— WORK ORDER —
Answer these from the text about Emissions Analytics below:
(a) According to Emissions Analytics, how many times better are hybrids than battery electric vehicles at reducing real-world carbon dioxide emissions?
(b) Where is the company's test kit mounted while it samples the exhaust?
(c) What was the company's main source of funds in its early years?

— TEXT SECTION —
Emissions Analytics are the company who have absolutely pioneered modern, real-world, emissions testing, the world leaders in this field by miles. They say "Hybrids are 14 times better than battery electric vehicles at reducing real-world carbon dioxide emissions." The craze for battery solutions really needs to be knocked on the head, soon, and hard!
Emissions Analytics are an independent business who have built their business by offering to test vehicle emissions actually on the road using a kit they developed themselves which can adequately test emissions while mounted in the back of a car and sampling the exhaust as the car drives along. They were thus the pioneers of the new 'real world' emissions test which the industry now have to use for new type approvals of new car models. Their main source of funds in the early years were from the magazines which found their results interesting and wanted to publish real emissions to compare with manufacturers claimed results, which was quite revealing, and was part of the precursor to the Diesel scandals. I would think that their business now depends a lot on the demand for testing from manufacturers, but I would be surprised if that had given them any bias whatsoever, as I would expect them to still be fully capable of maintaining their complete independence.

— RECORD EXCERPTS —
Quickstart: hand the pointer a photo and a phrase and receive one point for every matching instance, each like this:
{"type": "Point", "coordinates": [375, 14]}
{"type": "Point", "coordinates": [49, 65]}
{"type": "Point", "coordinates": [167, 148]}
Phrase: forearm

— ANSWER —
(a) 14 times
(b) In the back of a car, while the car drives along
(c) Magazines that wanted to publish real emissions results